▶ WHAT IS BEING ASKED
Return every line of the data that contains the word "blue".

▶ DATA ROWS
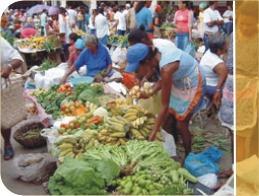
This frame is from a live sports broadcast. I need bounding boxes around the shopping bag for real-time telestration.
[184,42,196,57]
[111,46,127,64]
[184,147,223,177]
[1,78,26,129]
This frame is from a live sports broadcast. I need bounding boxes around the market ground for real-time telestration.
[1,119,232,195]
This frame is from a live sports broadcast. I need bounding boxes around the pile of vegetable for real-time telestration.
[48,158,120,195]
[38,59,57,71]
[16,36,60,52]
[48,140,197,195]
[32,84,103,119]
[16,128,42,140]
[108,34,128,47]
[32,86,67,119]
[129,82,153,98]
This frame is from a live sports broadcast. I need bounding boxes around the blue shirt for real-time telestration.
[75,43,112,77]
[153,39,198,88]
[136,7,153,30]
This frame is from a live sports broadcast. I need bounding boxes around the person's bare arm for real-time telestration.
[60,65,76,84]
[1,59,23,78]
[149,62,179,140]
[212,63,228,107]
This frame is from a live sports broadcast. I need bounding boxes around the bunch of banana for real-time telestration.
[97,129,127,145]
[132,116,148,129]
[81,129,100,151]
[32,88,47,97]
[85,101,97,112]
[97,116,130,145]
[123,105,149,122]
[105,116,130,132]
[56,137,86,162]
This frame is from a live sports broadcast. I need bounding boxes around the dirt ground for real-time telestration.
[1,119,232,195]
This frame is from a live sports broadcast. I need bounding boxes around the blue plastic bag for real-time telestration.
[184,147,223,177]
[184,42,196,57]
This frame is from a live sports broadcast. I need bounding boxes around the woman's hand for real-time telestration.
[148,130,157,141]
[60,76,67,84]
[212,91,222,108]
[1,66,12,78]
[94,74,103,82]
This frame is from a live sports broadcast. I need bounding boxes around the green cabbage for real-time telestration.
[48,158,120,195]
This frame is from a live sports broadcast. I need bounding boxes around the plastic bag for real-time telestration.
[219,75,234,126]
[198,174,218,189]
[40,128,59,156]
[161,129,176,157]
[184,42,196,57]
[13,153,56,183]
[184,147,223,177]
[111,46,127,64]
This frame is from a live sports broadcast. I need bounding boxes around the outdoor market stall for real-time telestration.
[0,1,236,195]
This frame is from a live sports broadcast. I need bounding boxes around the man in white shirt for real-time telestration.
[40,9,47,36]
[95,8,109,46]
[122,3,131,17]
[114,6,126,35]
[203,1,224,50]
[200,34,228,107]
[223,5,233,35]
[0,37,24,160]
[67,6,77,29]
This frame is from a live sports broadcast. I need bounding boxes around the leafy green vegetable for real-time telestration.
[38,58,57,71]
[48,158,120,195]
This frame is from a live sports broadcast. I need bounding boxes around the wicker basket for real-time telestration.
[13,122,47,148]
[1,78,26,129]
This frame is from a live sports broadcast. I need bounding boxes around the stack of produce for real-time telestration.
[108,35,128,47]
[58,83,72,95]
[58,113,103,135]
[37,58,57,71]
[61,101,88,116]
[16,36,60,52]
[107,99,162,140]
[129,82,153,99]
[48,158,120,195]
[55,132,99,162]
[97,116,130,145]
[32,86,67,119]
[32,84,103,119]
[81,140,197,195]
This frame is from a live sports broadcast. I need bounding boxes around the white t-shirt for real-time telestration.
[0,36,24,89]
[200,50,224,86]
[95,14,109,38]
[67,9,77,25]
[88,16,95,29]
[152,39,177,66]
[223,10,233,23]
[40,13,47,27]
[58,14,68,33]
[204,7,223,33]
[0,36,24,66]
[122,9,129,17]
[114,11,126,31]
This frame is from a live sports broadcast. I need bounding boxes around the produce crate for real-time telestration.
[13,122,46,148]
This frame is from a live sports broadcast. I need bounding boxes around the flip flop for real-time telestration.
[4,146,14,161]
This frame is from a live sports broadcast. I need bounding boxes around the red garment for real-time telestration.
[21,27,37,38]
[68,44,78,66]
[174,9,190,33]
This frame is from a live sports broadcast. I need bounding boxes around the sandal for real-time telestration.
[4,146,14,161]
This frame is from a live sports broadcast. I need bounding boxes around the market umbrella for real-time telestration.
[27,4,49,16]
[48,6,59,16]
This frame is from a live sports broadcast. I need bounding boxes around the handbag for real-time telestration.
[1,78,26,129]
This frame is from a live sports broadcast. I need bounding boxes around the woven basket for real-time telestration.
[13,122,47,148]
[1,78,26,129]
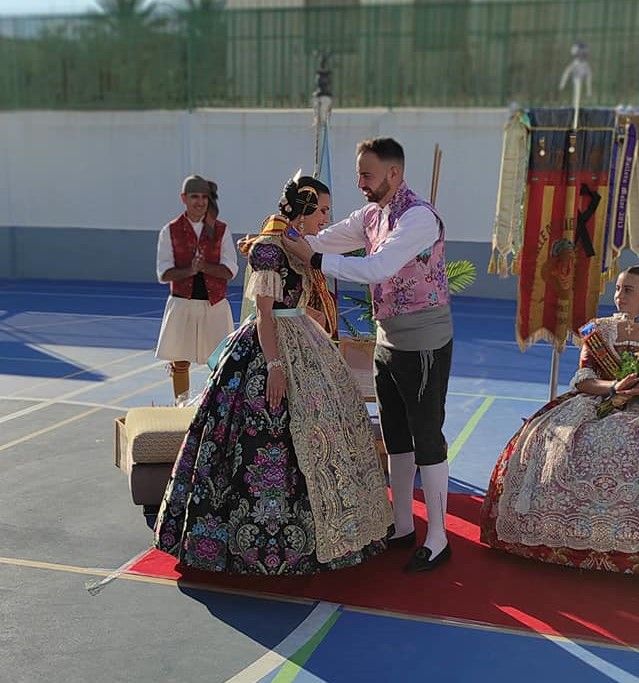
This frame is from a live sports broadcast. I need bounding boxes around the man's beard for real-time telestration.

▶ SOLUTION FOR THIS PROBLEM
This frame is from a live sports broadcast. I need bounding boxes around the blue shirt for real-time telestration.
This frame is from a live sports broadcast. I need bounding boxes around the blue plastic bag for real-time telestration.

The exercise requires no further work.